── Stored data
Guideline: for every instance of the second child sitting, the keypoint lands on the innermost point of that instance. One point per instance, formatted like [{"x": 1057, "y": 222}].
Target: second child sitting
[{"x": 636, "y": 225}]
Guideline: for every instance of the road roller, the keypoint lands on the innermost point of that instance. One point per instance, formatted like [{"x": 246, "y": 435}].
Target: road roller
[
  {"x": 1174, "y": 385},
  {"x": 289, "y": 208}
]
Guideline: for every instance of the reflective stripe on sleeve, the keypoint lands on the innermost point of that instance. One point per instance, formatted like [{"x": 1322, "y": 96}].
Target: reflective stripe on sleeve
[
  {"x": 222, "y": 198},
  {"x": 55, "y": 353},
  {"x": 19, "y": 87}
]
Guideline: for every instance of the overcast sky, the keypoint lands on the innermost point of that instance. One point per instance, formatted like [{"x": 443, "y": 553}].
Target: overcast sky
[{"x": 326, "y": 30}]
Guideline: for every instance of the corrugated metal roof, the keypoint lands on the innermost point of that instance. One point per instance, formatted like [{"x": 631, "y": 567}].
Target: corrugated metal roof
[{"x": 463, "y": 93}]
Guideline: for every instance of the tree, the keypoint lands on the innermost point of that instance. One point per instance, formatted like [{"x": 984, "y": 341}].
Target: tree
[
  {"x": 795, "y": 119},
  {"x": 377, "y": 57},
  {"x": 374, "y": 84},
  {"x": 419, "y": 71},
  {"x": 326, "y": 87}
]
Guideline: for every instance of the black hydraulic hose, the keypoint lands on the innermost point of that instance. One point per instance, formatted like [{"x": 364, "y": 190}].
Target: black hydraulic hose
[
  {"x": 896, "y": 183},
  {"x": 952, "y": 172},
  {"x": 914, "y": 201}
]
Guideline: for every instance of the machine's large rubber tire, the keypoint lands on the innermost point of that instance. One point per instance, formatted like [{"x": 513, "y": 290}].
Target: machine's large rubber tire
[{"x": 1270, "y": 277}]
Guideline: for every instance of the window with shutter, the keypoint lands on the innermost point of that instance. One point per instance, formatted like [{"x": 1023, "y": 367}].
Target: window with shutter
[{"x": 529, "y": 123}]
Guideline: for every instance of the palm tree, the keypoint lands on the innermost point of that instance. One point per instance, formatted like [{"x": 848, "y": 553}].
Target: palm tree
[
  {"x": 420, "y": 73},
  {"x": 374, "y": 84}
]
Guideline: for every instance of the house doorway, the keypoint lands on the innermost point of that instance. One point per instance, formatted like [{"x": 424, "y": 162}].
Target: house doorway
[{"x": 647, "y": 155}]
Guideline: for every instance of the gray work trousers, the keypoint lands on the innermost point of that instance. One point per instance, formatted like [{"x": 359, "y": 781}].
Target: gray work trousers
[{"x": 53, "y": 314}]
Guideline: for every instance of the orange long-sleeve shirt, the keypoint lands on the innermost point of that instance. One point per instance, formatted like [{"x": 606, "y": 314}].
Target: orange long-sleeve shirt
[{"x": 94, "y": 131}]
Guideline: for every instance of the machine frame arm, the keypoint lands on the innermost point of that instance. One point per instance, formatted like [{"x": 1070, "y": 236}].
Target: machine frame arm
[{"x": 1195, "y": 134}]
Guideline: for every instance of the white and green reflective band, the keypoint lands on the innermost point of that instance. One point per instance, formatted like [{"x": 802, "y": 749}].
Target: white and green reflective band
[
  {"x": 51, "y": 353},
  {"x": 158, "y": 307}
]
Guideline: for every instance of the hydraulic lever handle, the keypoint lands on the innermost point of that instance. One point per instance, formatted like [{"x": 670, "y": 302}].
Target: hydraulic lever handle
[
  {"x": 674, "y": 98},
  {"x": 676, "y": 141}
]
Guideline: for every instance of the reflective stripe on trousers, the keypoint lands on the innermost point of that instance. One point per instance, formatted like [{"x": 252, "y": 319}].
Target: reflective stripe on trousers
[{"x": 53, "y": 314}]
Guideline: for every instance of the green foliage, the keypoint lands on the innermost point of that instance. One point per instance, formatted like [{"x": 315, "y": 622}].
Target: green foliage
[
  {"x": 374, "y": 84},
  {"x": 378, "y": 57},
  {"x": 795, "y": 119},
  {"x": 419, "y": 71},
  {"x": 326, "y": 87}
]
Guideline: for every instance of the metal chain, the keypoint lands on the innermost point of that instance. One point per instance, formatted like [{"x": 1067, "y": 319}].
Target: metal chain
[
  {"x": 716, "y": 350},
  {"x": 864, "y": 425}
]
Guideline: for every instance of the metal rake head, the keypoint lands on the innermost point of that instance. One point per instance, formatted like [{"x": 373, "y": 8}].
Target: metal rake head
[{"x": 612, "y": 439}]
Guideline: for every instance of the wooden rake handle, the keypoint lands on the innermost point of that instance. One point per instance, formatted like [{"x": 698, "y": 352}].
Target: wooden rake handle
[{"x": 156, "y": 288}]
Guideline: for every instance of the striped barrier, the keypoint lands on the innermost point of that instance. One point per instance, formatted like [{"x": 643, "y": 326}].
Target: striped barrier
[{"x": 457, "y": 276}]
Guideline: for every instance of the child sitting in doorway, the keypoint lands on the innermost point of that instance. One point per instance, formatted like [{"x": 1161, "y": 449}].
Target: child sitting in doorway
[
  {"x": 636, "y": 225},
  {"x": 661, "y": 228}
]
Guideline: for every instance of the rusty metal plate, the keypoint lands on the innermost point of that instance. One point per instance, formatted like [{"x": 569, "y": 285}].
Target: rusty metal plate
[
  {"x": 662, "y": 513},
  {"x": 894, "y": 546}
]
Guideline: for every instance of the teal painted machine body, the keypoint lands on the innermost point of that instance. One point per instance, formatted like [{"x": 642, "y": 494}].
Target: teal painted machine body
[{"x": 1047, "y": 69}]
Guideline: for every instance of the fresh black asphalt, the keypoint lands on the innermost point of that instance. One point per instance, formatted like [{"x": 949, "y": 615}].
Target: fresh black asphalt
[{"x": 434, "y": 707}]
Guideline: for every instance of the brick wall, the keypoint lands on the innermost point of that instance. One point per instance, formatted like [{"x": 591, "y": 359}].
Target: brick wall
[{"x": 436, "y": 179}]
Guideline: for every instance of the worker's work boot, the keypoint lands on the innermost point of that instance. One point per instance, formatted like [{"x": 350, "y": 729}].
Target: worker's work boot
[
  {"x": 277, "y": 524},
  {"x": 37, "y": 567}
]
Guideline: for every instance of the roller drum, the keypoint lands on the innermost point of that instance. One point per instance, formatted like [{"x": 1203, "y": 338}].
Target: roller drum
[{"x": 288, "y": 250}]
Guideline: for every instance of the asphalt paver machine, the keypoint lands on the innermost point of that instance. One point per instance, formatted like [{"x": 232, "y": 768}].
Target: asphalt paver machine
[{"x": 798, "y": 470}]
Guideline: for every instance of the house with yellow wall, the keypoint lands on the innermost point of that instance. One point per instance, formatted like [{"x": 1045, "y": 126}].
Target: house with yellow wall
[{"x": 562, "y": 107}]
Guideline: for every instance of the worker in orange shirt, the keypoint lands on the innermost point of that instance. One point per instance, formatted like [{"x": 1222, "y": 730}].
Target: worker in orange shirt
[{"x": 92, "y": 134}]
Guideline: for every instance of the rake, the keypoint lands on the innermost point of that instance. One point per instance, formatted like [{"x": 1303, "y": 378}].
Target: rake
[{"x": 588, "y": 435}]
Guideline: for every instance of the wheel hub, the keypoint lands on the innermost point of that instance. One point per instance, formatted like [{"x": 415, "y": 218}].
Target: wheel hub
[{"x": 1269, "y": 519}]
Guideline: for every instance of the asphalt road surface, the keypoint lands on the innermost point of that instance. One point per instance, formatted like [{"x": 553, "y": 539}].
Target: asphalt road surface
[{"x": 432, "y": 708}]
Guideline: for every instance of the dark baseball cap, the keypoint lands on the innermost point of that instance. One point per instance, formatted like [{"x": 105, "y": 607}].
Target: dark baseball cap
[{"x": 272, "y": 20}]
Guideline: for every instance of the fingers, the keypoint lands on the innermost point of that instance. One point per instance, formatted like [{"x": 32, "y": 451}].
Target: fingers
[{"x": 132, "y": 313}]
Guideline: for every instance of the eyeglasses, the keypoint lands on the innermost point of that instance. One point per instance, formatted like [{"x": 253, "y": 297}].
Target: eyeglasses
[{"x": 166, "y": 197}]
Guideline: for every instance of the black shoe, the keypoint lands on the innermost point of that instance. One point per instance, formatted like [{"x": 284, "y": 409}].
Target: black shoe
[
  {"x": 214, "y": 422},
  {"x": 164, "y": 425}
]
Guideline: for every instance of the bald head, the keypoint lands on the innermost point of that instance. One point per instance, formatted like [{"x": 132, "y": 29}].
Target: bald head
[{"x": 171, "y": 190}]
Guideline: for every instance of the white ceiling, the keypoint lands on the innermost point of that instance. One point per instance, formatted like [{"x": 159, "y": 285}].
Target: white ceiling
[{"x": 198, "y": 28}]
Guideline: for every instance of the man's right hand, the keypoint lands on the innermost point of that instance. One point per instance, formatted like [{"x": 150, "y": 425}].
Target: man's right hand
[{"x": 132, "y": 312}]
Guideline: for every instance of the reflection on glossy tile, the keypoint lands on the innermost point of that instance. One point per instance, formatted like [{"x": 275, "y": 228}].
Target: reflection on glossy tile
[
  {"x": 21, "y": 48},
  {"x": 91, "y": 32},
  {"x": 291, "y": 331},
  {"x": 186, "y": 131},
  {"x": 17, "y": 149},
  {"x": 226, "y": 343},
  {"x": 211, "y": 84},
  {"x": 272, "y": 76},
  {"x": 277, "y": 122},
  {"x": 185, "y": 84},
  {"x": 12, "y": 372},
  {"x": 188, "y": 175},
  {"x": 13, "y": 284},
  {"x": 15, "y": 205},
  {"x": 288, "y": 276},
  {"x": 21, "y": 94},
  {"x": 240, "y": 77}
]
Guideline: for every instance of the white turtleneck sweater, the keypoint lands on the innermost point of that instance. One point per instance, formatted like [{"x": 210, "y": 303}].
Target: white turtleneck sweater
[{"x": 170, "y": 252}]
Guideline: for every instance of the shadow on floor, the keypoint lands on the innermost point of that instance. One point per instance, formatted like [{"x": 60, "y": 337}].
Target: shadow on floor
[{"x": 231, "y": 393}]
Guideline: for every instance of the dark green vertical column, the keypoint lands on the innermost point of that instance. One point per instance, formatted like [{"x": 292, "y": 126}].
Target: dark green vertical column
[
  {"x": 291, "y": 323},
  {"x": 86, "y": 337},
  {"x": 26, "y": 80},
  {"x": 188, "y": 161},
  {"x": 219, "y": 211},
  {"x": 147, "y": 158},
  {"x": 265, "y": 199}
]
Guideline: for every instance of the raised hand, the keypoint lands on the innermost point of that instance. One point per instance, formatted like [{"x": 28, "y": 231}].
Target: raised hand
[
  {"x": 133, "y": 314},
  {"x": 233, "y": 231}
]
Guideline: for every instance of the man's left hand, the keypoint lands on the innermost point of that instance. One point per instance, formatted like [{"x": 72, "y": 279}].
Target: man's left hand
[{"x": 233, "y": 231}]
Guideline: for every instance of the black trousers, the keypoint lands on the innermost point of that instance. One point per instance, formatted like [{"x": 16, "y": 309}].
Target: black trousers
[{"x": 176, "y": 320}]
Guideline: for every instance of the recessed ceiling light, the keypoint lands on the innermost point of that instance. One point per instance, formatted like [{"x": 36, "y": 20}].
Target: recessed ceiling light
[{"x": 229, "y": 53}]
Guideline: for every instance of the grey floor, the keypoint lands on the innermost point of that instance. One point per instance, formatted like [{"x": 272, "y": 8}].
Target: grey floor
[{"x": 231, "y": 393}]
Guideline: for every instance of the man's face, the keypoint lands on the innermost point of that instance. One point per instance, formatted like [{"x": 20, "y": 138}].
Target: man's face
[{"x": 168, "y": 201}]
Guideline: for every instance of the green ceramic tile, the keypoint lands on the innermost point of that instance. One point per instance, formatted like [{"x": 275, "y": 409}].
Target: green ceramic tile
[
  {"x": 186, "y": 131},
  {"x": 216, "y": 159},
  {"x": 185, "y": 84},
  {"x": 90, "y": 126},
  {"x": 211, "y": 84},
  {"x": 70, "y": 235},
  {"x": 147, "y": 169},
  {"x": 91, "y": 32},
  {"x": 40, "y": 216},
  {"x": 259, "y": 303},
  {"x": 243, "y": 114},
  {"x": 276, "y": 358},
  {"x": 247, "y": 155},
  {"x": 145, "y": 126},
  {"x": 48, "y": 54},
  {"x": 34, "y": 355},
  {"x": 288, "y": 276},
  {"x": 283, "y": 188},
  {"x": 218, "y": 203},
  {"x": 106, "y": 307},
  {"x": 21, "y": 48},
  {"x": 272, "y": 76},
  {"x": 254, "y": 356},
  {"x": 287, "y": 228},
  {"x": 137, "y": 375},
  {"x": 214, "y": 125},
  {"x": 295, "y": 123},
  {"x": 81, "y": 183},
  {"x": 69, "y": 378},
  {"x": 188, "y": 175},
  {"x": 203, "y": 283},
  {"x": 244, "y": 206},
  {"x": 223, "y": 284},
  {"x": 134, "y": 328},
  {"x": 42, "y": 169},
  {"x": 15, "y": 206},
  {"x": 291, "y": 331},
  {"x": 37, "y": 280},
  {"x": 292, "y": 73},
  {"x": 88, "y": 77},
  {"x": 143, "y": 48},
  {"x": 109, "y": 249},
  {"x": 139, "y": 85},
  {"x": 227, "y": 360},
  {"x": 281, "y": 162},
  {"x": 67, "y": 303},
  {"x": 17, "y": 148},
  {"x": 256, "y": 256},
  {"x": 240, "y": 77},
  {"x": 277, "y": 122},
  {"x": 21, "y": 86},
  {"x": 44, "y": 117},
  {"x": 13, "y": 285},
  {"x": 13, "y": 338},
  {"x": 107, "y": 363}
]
────
● Exercise
Find every line in the material above that contains the string "brick", treating uppercase and lowercase as distinct, and copy each such line in full.

● The answer
Guideline: for every instance of the brick wall, the keypoint lands on the innermost point of that instance. One point per instance, formatted like [{"x": 591, "y": 359}].
Target: brick wall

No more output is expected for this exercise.